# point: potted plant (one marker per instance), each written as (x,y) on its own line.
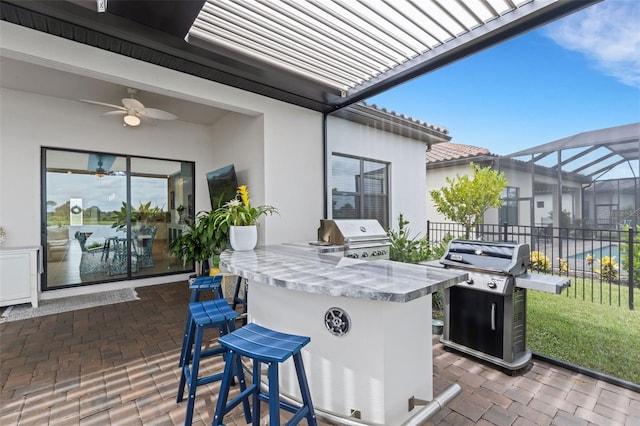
(200,242)
(240,218)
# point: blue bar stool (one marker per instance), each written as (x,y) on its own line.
(204,315)
(197,287)
(272,347)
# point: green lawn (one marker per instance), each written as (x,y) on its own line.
(596,336)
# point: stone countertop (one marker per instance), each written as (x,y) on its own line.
(314,270)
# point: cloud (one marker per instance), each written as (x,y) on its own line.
(608,34)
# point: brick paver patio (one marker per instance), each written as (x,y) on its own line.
(117,364)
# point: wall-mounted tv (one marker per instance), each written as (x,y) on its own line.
(223,184)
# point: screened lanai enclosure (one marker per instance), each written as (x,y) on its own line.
(596,179)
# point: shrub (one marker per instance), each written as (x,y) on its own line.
(540,262)
(405,248)
(624,252)
(563,265)
(608,268)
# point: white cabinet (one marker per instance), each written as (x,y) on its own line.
(19,275)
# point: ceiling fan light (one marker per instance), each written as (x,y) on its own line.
(131,120)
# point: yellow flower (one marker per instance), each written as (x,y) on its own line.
(564,265)
(244,194)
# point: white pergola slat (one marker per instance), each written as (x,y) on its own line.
(350,44)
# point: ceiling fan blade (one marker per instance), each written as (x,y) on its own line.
(103,104)
(131,103)
(158,114)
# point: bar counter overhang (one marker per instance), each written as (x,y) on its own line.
(369,322)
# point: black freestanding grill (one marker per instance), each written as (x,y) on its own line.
(486,316)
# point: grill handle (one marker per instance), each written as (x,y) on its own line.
(493,317)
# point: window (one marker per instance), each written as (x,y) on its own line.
(111,217)
(360,189)
(509,208)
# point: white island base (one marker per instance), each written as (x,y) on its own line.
(369,373)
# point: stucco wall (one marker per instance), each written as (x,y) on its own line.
(407,157)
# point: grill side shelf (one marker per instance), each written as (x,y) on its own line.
(546,283)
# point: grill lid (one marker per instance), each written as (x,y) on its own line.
(350,231)
(506,258)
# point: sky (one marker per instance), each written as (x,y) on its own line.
(577,74)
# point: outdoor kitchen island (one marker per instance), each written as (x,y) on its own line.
(370,356)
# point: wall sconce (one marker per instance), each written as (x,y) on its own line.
(131,120)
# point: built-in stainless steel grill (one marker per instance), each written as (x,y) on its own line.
(361,238)
(485,316)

========

* Your objective
Turn the lines into a numbered list, starting at the line that contains "# point: black" and ending at the last line above, with blank lines left out.

* Response to the task
1. # point: black freestanding grill (one marker per instance), each written as (x,y) on its own line.
2. (486,316)
3. # point: grill handle (one marker per instance), each written as (x,y) on its own line.
4. (493,317)
5. # point: window (one marker per instance), each written as (x,y) on its own line.
6. (111,217)
7. (360,189)
8. (509,208)
9. # point: white island base (one marker per instance), each written as (x,y) on its own line.
10. (369,373)
11. # point: stucco wall (one marker per instance), each written as (x,y) on its own line.
12. (407,157)
13. # point: grill side shelf (one marker per instance), each written as (x,y) on its own line.
14. (546,283)
15. # point: grill lid (one marker per instance), each written as (x,y) on its own line.
16. (350,231)
17. (506,258)
18. # point: sky (one marker per instance), each written as (x,y) on its own line.
19. (577,74)
20. # point: outdoor kitchen island (one marker per instance), each written as (x,y) on its own line.
21. (370,356)
22. # point: wall sconce (one marker per instance), each written as (x,y) on its own line.
23. (131,120)
24. # point: built-in stainless steel grill (one marker per instance), each written as (x,y) on its own line.
25. (361,238)
26. (485,316)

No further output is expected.